# [WHAT YOU ARE ASKED TO DO]
In full and without alteration, give the listing again.

══ DATA FOR THIS EXERCISE

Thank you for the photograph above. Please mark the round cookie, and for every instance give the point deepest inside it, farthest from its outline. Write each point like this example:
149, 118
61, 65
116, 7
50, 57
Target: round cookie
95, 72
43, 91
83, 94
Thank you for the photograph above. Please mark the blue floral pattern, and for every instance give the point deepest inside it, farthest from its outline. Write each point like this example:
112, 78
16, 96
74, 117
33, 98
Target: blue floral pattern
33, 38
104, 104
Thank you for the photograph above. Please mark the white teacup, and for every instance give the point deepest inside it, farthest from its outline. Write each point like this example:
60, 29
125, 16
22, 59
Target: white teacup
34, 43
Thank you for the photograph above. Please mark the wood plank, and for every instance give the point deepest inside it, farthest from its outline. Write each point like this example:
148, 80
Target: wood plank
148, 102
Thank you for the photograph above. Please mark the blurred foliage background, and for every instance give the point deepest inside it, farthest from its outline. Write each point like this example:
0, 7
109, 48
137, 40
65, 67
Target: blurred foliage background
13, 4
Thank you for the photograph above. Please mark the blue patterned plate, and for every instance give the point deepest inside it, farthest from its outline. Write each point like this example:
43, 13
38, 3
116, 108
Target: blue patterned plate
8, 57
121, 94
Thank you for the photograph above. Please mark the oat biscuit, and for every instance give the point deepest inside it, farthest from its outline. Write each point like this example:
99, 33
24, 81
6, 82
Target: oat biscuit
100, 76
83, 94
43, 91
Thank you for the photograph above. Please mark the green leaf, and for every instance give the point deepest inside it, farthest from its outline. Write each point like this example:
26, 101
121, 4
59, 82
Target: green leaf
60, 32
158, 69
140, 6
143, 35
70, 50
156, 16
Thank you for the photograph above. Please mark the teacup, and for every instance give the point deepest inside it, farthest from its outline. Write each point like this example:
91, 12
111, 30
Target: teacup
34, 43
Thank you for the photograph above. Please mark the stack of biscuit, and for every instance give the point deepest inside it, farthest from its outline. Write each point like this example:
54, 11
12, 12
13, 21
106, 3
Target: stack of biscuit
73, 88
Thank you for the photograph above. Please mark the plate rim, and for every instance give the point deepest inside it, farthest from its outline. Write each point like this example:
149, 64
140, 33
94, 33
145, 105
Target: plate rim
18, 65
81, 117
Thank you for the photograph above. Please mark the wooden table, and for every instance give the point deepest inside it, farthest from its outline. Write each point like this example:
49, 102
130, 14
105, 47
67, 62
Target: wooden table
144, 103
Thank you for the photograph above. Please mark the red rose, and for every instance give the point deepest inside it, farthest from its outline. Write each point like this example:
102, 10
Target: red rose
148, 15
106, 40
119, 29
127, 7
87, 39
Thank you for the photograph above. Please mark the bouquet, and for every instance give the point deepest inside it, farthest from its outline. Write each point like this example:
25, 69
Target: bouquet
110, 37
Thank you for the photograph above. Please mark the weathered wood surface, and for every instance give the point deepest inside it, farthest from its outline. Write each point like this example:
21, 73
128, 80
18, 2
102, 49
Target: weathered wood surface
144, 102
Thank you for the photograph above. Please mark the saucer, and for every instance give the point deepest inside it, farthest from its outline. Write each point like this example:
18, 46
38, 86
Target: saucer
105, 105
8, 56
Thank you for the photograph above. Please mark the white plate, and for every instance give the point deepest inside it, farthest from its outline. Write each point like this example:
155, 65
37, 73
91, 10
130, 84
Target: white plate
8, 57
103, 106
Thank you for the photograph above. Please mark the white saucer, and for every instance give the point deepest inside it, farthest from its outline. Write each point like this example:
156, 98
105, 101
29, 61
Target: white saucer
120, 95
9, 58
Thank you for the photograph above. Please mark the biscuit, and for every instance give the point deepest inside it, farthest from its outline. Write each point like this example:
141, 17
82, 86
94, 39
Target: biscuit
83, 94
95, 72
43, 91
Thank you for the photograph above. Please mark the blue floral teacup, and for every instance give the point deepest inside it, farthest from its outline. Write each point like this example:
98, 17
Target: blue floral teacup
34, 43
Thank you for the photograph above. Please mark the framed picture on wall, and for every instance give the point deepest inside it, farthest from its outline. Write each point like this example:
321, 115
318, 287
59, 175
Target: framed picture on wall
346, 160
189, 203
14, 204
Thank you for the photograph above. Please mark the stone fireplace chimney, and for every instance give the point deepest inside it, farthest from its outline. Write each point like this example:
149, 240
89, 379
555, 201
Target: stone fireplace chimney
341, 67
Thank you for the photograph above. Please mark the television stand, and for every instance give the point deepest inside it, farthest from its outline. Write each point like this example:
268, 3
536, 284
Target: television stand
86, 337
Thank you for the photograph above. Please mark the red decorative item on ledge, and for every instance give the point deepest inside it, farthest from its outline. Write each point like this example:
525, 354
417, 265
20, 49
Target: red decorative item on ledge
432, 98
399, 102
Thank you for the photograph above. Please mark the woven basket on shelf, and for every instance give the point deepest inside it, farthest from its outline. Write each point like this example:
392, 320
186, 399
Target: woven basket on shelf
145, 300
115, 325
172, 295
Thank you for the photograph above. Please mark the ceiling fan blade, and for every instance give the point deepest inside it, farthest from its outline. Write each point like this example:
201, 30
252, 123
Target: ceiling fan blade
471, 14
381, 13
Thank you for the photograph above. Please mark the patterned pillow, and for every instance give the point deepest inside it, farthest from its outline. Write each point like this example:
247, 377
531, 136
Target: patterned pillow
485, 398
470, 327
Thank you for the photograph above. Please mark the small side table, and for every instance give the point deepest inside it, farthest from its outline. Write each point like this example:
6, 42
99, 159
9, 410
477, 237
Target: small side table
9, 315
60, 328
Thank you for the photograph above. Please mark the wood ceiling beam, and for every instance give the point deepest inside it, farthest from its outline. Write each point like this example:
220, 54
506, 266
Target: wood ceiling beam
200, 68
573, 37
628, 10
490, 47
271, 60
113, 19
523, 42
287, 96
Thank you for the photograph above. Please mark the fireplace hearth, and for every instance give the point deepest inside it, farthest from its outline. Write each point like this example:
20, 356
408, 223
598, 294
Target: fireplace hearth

════

# [FINISHED ANSWER]
Thank you for the photograph above. Please mark the round cookie, and for every instance give the point deepest inside it, farthest from its outline. Write each point like this example:
149, 118
61, 65
116, 7
50, 57
Target: round cookie
95, 72
43, 91
83, 94
Thank you for the photograph above. Please mark the blue floral pattern, and for every instance give the point deepest inside it, farthest from its outline. Write each point like this example:
112, 78
16, 96
74, 117
33, 98
Target: blue floral pattern
33, 38
104, 104
Thank you for the photograph above. Please mark the white teacup, and for every instance give the point deepest inside it, farthest from its outline. Write each point like this example:
60, 29
125, 16
22, 59
Target: white teacup
34, 43
Thank you for the photograph above. Please mark the wood plank, and for every instance give the point deepest inside it, farthest from its outline. Write each point like this example:
148, 80
Target: wood plank
148, 102
Thank you for the photograph above. Please mark the blurred foliage background, and for every instance give the point deepest inside it, farthest from its outline. Write each point like this example:
0, 7
109, 48
137, 40
65, 67
Target: blurred foliage background
13, 4
Thank you for the photograph above. Please mark the blue patterned plate, and for every instance give the point deepest inside it, farthest from its outline. Write each point like this example:
43, 13
38, 3
116, 108
Target: blue patterned plate
8, 57
121, 94
Thank you for the photograph above. Please mark the oat biscuit, and for every instance give the point deepest inside it, farthest from its outline. Write each point like this example:
99, 33
24, 81
6, 82
Target: oat biscuit
100, 76
83, 94
43, 91
Thank you for the photograph above. Please mark the green leaf, and for every instance give the point deepest inside it, farthest from its outline. Write each point like this example:
26, 101
121, 4
59, 82
Target: green leaf
60, 32
158, 69
140, 6
143, 35
70, 50
156, 16
Thank you for the photograph above. Please mark the teacup, and for every instance give the point deepest inside it, farthest from its outline. Write each point like this example:
91, 12
111, 30
Target: teacup
34, 43
Thank you for the photograph above. Please mark the stack of biscuit, and for every instance give the point deepest inside it, farthest from its outline. Write each point like this example:
54, 11
12, 12
13, 21
106, 3
Target: stack of biscuit
73, 88
Thank you for the photograph above. Please mark the plate rim, and for every instance give the point deepest inside it, farthest from its outline. Write each point like this example:
149, 64
140, 33
94, 33
145, 105
Target: plate rim
18, 65
81, 117
Thank you for the photograph above. Please mark the wooden table, and for every instance give the point deepest inside it, farthest from its outline. Write each point like this example:
49, 102
130, 14
105, 47
67, 62
Target: wooden table
144, 103
Thank you for the photograph above. Please mark the red rose, and for every instance give the point deepest inside it, farthest from its outline. Write each point like this example:
102, 10
Target: red rose
148, 15
106, 40
119, 29
127, 7
87, 39
Thank you for the photograph above. Please mark the bouquet, and for every instance give the point deepest inside it, farthest from its outline. Write each point like this example:
25, 69
Target: bouquet
110, 37
Thank you for the photograph above. Please mark the weathered wood surface, and for every instance give the point deepest inside it, farthest from its outline. Write each point like this example:
21, 73
128, 80
18, 2
102, 49
Target: weathered wood surface
144, 102
Thank you for the photograph above. Please mark the saucer, and for every instance give the point deepest inside it, farthest from its outline. Write each point like this example:
18, 46
38, 86
Target: saucer
105, 105
8, 56
Thank you for the photograph above. Please mark the white plate, and for every instance give the point deepest inside it, farthest from its outline. Write each point like this example:
155, 65
37, 73
91, 10
130, 84
Target: white plate
8, 57
103, 106
Thank you for the photograph above. Please mark the white saucer, and for every instance give the point deepest inside it, farthest from its outline. Write each point like this example:
156, 98
105, 101
29, 61
Target: white saucer
120, 95
9, 58
Thank you for the photograph above. Please mark the biscuit, and for every instance give the point deepest inside it, farthest from its outline. Write each point like this example:
141, 17
82, 86
94, 39
Target: biscuit
83, 94
95, 72
43, 91
Thank you for the photograph above. Please mark the blue floral teacup, and for every instance give the point deepest inside it, farthest from its outline. Write each point like this example:
98, 17
Target: blue floral teacup
34, 43
Thank you for the photograph above. Please mark the framed picture on wall, and for every instance give the point deepest inside it, farthest from its outline. Write each point like this example:
321, 115
318, 287
59, 175
Target: framed picture on wall
346, 160
189, 203
14, 204
Thank you for the photograph above. Please mark the stone fireplace chimney, and for every instance give the point deepest inside it, farthest from its outline. Write each point like this example:
149, 240
89, 379
555, 201
Target: stone fireplace chimney
341, 67
Thank you for the photograph above. Please mark the television stand, and for every instance give the point deepest inside it, farthest from its outline. Write each point like this example:
268, 3
536, 284
Target: television stand
86, 337
Thank you for the photograph above. Please mark the red decorative item on ledge, and for every instance give the point deepest inside it, farthest from its outline. Write each point like this example:
525, 354
417, 265
20, 49
Target: red decorative item on ledge
432, 98
399, 102
Thank you for the photograph above. Please mark the woven basket on shelf, and for every instance give the point deepest inside it, farthest from its outline. Write each point like this example:
392, 320
186, 399
Target: woven basket on shelf
145, 300
115, 325
172, 295
Thank you for the photograph above. Please mark the ceiling fan blade, and for every instance give the point deepest inside it, farthest from its outline. Write each point like this example:
201, 30
252, 123
Target: ceiling fan blade
471, 14
381, 13
Thank you for the photograph above. Please mark the patterned pillow, and for every instance give the point deepest inside it, farthest from its outline. Write each point like this example:
247, 377
531, 136
Target: patterned pillow
485, 398
470, 327
Thank you for the photograph above. Please mark the small side table, and for every instance give the point deepest inside it, farthest from its outline. Write each point like this example:
6, 42
99, 159
9, 410
477, 237
Target: small side table
9, 315
60, 328
Thank you for the photograph above. Please mark the wood ceiling beam, and for every instance give the point deepest inside it, farthest from its outline. Write each point like this example:
220, 54
506, 266
Target: wood ceiling beam
200, 68
573, 37
628, 10
490, 47
271, 60
113, 19
523, 42
287, 96
Thank you for the photograph above. Please mark the fireplace hearth, and for every instance give the point deepest inside it, farthest from its outline. Write each point like this example:
20, 356
408, 223
598, 294
Target: fireplace hearth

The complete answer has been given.